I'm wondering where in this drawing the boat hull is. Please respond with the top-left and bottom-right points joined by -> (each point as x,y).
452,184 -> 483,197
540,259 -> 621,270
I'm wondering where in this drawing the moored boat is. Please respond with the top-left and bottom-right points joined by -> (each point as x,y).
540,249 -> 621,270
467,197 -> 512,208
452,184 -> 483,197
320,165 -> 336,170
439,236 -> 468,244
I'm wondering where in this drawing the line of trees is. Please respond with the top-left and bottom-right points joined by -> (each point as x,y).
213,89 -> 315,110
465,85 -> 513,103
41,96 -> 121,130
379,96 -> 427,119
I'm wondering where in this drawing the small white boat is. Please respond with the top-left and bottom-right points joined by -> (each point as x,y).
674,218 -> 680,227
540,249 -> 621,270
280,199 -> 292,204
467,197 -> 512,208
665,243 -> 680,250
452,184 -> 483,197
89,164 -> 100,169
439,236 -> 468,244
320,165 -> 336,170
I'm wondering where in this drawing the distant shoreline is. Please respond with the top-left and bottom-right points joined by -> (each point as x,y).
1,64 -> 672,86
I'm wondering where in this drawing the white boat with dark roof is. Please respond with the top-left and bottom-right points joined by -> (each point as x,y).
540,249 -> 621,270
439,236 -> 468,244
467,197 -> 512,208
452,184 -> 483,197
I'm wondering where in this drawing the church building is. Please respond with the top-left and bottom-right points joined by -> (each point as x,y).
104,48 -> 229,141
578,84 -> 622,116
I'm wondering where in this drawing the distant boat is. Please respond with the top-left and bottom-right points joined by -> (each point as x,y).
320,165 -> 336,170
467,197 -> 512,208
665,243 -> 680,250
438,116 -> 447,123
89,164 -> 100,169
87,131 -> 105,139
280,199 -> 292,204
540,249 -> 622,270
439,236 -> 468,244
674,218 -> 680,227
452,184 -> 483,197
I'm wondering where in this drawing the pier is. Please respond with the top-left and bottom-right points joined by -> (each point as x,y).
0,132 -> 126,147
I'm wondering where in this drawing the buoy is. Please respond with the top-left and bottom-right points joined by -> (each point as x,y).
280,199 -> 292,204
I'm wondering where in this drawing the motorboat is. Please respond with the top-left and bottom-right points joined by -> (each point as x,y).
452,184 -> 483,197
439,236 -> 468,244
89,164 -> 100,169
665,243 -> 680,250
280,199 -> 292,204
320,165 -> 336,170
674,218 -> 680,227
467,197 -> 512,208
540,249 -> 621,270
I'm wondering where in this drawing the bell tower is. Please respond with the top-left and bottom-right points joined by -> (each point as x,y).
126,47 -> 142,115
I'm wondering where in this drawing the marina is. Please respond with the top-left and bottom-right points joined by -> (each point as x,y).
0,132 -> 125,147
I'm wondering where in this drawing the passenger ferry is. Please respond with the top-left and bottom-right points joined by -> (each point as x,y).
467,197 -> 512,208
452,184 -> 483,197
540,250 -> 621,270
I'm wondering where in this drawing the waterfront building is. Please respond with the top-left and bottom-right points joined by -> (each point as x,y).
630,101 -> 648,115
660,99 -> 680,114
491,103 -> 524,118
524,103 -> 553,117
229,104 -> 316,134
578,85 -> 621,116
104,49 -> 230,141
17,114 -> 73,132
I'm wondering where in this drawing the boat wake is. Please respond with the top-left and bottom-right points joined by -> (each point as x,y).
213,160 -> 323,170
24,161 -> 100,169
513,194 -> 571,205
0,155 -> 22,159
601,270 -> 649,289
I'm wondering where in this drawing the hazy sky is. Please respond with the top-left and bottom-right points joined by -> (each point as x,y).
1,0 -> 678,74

*Exercise directions:*
Please transcribe the entire listing precisely.

*Output for this task:*
I'm wondering where in this drawing the boat hull is. Please respond with the top-left and bottom-right points joined by -> (each point as x,y).
452,184 -> 483,197
540,259 -> 621,270
I'm wondering where in this drawing the moored boat is. Please respond with the top-left and bottom-right points joined by -> (each point as x,y).
540,249 -> 621,270
467,197 -> 512,208
452,184 -> 483,197
320,165 -> 336,170
439,236 -> 468,244
I'm wondering where in this drawing the line of trees is. Please respond with the top-left and bottom-right points joined by -> (each point as x,y).
213,89 -> 315,110
465,85 -> 513,103
41,96 -> 121,130
379,96 -> 427,119
I'm wondering where in this drawing the small white boat is. Please respond with the top-left and bottom-right points joined by -> (each point as x,y).
674,218 -> 680,227
540,249 -> 621,270
280,199 -> 292,204
467,197 -> 512,208
665,243 -> 680,250
452,184 -> 483,197
89,164 -> 100,169
439,236 -> 468,244
320,165 -> 336,170
I'm wondering where in this drawing the distant shoreline is. Please respond with the top-left and bottom-right points joined by -> (each point as x,y).
1,64 -> 672,86
I'm wondering where in this drawing the white boat with dark roof is. Please respond with the top-left and bottom-right points joined by -> (each point as x,y).
540,249 -> 621,270
439,236 -> 468,244
467,197 -> 512,208
452,184 -> 483,197
I'm wondering where in this drawing the church building is. Please respond with the top-left and bottom-right points joined by -> (each point as x,y).
104,48 -> 229,141
578,84 -> 622,116
I'm wondering where in this drawing the distant boat is. Please respond with the top-left and bottom-right points joined by -> (each point as x,y).
320,165 -> 336,170
467,197 -> 512,208
665,243 -> 680,250
438,116 -> 447,123
89,164 -> 100,169
87,131 -> 105,139
280,199 -> 292,204
540,249 -> 622,270
439,236 -> 468,244
674,218 -> 680,227
452,184 -> 483,197
I'm wondering where in this drawing the pier is. Please respond with the top-left and bottom-right points joined by -> (each point as x,y).
0,132 -> 126,147
I'm wondering where in this drawing the buoy is. Please respond with the top-left and bottom-right points joined by -> (each point as x,y).
280,199 -> 292,204
I'm wondering where in this drawing the motorboat is. Please respond with the top-left and bottom-right points joined by -> (each point as x,y).
452,184 -> 483,197
439,236 -> 468,244
89,164 -> 100,169
665,243 -> 680,250
280,199 -> 292,204
320,165 -> 336,170
674,218 -> 680,227
467,197 -> 512,208
540,249 -> 621,270
I'm wondering where in this drawing the bell tower is. Please respond with the top-left and bottom-right points joined by -> (each point as x,y).
126,47 -> 142,115
I'm wondering where in this drawing the marina is. Please respond with the top-left and bottom-right points joined by -> (each point as x,y).
0,132 -> 125,147
I'm wondering where in this drawing the passenger ferry is. Please respond with the top-left and bottom-right points joined by -> (each point as x,y).
467,197 -> 512,208
452,184 -> 483,197
540,250 -> 621,270
I'm wondering where in this drawing the waterfront building is. Please respond with the top-left and bottom-right points joined by -> (each point as x,y).
630,101 -> 648,115
660,99 -> 680,114
491,103 -> 524,118
524,103 -> 553,117
229,104 -> 316,134
578,85 -> 621,116
104,49 -> 230,141
17,114 -> 73,132
I'm wondering where in this drawing the boat wake is. Please respond with the top-left and bottom-right points joined by -> (each point as x,y).
213,160 -> 323,170
24,161 -> 100,169
513,194 -> 571,205
0,155 -> 22,159
601,270 -> 649,289
I'm wondering where in this drawing the hazy sky is. Please respond with the top-left and bottom-right points joined by -> (each point as x,y).
1,0 -> 678,74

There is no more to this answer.